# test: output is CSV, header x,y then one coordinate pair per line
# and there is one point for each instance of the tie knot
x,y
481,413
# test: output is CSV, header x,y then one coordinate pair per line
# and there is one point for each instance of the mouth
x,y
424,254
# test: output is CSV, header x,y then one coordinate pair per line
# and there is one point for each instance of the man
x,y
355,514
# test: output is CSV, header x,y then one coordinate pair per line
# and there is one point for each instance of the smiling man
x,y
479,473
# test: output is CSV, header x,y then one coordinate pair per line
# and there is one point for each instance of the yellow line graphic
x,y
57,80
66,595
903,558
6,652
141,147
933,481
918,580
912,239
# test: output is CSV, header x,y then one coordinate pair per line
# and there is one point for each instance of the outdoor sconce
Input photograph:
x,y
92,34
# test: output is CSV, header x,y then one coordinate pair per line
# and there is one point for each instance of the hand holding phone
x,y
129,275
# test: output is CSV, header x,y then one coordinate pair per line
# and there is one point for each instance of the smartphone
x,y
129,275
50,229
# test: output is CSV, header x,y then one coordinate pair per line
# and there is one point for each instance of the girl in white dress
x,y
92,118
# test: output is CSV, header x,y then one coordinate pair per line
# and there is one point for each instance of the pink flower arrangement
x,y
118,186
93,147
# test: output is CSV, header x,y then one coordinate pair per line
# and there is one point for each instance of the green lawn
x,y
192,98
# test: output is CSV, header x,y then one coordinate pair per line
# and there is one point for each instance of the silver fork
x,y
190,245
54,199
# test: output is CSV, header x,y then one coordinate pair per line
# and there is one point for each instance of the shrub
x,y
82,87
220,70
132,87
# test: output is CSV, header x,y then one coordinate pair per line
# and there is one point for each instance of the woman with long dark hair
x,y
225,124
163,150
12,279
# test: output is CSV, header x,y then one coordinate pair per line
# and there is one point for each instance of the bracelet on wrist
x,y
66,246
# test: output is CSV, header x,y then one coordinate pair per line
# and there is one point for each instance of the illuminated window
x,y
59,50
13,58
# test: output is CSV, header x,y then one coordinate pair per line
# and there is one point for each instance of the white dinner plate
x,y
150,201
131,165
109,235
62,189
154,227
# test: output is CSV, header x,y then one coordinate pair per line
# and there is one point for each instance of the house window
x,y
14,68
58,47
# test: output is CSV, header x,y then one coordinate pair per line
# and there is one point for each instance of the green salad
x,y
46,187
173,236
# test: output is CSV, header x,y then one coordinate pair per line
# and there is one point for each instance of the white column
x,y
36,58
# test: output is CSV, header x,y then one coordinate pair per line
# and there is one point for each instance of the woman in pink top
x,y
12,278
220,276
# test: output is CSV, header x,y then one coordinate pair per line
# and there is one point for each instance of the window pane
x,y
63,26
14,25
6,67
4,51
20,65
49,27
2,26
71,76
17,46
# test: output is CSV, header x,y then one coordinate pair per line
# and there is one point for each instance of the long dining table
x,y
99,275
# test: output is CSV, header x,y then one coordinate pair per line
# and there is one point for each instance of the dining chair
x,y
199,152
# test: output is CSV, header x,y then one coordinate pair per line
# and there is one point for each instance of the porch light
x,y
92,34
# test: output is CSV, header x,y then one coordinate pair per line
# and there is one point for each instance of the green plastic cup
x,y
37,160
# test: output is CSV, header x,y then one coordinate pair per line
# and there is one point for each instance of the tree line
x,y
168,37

▸ **Task objective**
Exact copies of every record above are required.

▸ **Problem solution**
# test: output is CSV, header x,y then one coordinate pair per line
# and there is one point for each instance of the tie knot
x,y
481,413
# test: output is CSV, header x,y then one coordinate pair per line
# and there is one point for each instance of the mouth
x,y
424,254
# test: output is CSV, header x,y then one coordinate pair per line
# and there is one point for each instance of the man
x,y
355,514
# test: output is CSV, header x,y then one coordinate pair per line
# and there is one point for each instance of the smiling man
x,y
479,473
# test: output is CSV, header x,y then one coordinate pair per line
# and there is one point for each instance of the yellow line graphic
x,y
57,80
66,595
903,558
6,652
141,147
933,481
918,580
912,239
# test: output is CSV, header x,y then one coordinate pair per line
# and there is one point for each instance of the outdoor sconce
Input photograph:
x,y
92,34
# test: output is CSV, header x,y then one coordinate pair per line
# and there is one point for each instance of the hand holding phone
x,y
129,275
# test: output is CSV, header x,y then one coordinate pair per line
# and there is one point for each instance of the smartphone
x,y
129,275
50,229
# test: output is CSV, header x,y then one coordinate pair per line
# and there is one point for each instance of the girl in white dress
x,y
92,118
# test: output is CSV, header x,y then one coordinate pair per line
# and there is one point for each instance of the pink flower arrangement
x,y
118,186
93,147
# test: output is CSV, header x,y then one coordinate pair per line
# and there is one point for each instance of the green lawn
x,y
192,98
# test: output is CSV, header x,y then one coordinate pair per line
# and there is one point for each instance of the silver fork
x,y
190,245
54,199
# test: output is CSV, header x,y then one coordinate pair per line
# and there is one point for each instance of the shrub
x,y
82,87
220,70
132,87
# test: output is CSV, header x,y then one coordinate pair per line
# and there is one point for each instance of the woman with long dark hair
x,y
225,124
163,150
12,279
# test: output is CSV, header x,y then one coordinate pair per line
# and there is one point for each instance of the bracelet on wrist
x,y
66,246
# test: output is CSV, header x,y then one coordinate pair per line
# and there is one point for each instance of the illuminated window
x,y
59,50
13,58
# test: output is CSV, header x,y then one coordinate pair per line
# and there is one point for each instance of the white dinner plate
x,y
150,201
131,165
109,235
62,189
154,227
# test: output is CSV, header x,y then one coordinate pair per line
# and there is one point for each instance of the house window
x,y
14,68
58,47
# test: output is CSV, header x,y then one coordinate pair per line
# and there is one point for each instance of the green salad
x,y
46,187
173,236
# test: output is CSV, header x,y then one coordinate pair per line
# and there is one point for each instance of the white column
x,y
36,58
# test: output is CSV, header x,y then one coordinate pair per line
# and there is one point for each instance of the woman in pink top
x,y
12,278
220,276
# test: output is CSV, header x,y then one coordinate pair per line
# and there is one point for each instance of the window pane
x,y
63,26
14,25
6,67
4,51
20,65
49,27
2,26
71,76
17,46
# test: output is CSV, header x,y then one coordinate pair per line
# and there is one point for each instance of the long dining table
x,y
99,275
# test: output is CSV, header x,y then one coordinate pair per line
# and there is one point for each instance of the dining chair
x,y
199,152
# test: output is CSV, header x,y then one coordinate pair per line
# and there is one point for each instance of the porch light
x,y
92,34
# test: output is CSV, header x,y then one coordinate pair per line
# and there is one point for each instance of the green plastic cup
x,y
37,160
# test: output is CSV, header x,y then one coordinate pair per line
# and there is one point for each instance of the tree line
x,y
168,37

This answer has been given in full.